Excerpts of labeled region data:
* * *

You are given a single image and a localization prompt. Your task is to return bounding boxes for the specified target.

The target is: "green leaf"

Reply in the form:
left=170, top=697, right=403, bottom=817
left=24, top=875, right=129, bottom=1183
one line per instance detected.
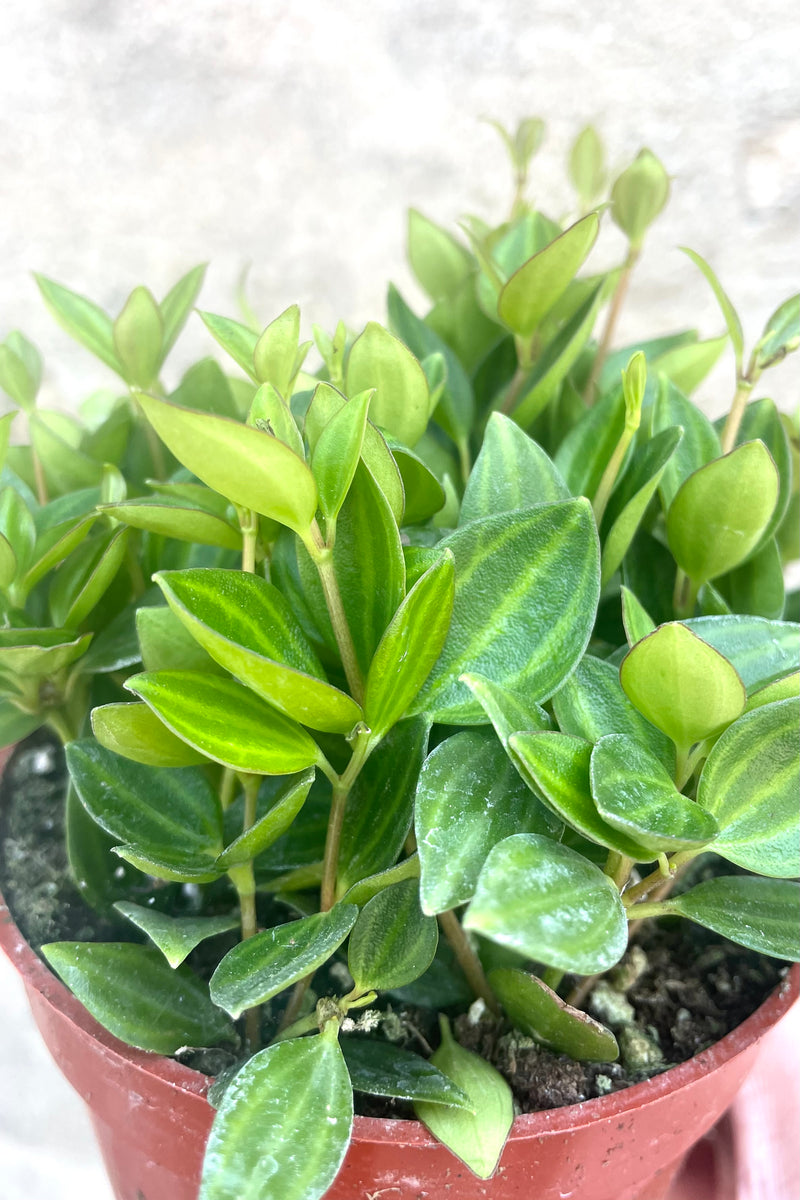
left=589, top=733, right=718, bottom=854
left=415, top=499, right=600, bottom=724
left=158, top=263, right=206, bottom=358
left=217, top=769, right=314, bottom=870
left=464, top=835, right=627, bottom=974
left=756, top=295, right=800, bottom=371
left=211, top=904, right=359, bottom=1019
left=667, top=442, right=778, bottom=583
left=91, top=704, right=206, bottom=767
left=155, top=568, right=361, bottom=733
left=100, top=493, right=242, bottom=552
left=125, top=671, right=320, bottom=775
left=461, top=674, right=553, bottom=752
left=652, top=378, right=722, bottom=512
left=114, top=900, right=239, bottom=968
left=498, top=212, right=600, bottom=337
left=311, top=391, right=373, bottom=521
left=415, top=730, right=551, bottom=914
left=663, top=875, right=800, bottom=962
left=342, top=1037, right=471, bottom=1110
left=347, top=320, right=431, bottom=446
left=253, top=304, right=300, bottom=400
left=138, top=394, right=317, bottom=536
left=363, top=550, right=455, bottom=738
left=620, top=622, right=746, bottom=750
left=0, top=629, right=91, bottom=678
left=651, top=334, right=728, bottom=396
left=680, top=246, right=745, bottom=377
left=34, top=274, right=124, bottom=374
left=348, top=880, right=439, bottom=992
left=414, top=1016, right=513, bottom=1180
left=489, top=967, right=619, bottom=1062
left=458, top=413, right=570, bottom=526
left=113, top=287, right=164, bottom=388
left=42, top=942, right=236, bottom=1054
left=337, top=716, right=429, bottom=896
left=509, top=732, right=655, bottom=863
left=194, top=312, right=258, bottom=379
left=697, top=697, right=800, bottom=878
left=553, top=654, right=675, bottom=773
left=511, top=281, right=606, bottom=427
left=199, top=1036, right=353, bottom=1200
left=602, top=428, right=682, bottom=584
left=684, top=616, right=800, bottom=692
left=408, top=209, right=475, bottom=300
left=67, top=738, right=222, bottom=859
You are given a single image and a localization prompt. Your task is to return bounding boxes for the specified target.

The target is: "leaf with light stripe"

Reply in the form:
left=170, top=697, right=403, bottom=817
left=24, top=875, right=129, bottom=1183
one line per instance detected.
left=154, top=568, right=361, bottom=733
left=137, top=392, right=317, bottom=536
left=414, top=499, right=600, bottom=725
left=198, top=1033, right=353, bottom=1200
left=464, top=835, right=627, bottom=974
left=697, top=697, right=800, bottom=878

* * *

Rewrite all of the data above with "localization prompt" switched to "detection prompt" and nothing else changed. Leave the pictures out.

You are given a single image and a detection prompt. Your task is to return bounding boxes for the specified target.

The target is: "green leaf"

Reply in the form:
left=170, top=697, right=403, bottom=817
left=24, top=875, right=129, bottom=1183
one line per instance detected.
left=589, top=733, right=718, bottom=854
left=415, top=499, right=600, bottom=724
left=158, top=263, right=206, bottom=358
left=217, top=769, right=314, bottom=870
left=464, top=835, right=627, bottom=974
left=756, top=295, right=800, bottom=371
left=211, top=904, right=359, bottom=1019
left=667, top=442, right=778, bottom=583
left=91, top=704, right=206, bottom=767
left=155, top=568, right=361, bottom=733
left=100, top=493, right=242, bottom=552
left=125, top=671, right=320, bottom=775
left=461, top=674, right=553, bottom=752
left=652, top=378, right=722, bottom=512
left=114, top=900, right=239, bottom=968
left=498, top=212, right=600, bottom=337
left=311, top=391, right=373, bottom=521
left=415, top=730, right=551, bottom=914
left=663, top=875, right=800, bottom=962
left=342, top=1037, right=471, bottom=1110
left=347, top=320, right=431, bottom=446
left=253, top=304, right=300, bottom=400
left=138, top=394, right=317, bottom=536
left=363, top=550, right=455, bottom=738
left=620, top=622, right=746, bottom=750
left=0, top=629, right=91, bottom=678
left=651, top=334, right=728, bottom=396
left=680, top=246, right=745, bottom=377
left=34, top=274, right=124, bottom=374
left=348, top=880, right=439, bottom=992
left=414, top=1016, right=513, bottom=1180
left=489, top=967, right=619, bottom=1062
left=458, top=413, right=570, bottom=526
left=113, top=287, right=164, bottom=388
left=42, top=942, right=236, bottom=1054
left=337, top=716, right=429, bottom=896
left=509, top=732, right=655, bottom=863
left=194, top=312, right=258, bottom=379
left=697, top=697, right=800, bottom=878
left=553, top=654, right=675, bottom=773
left=511, top=281, right=606, bottom=427
left=199, top=1036, right=353, bottom=1200
left=602, top=428, right=682, bottom=584
left=684, top=616, right=800, bottom=692
left=408, top=209, right=475, bottom=300
left=67, top=738, right=222, bottom=859
You are given a single image and a detection prompt. Your task is to return bounding boxes for the specified target.

The target is: "leaf with light stripe"

Reply in the form:
left=170, top=697, right=403, bottom=817
left=24, top=875, right=129, bottom=1183
one line per instance detected.
left=154, top=568, right=361, bottom=733
left=137, top=392, right=317, bottom=536
left=414, top=499, right=600, bottom=725
left=198, top=1033, right=353, bottom=1200
left=464, top=835, right=627, bottom=974
left=697, top=697, right=800, bottom=878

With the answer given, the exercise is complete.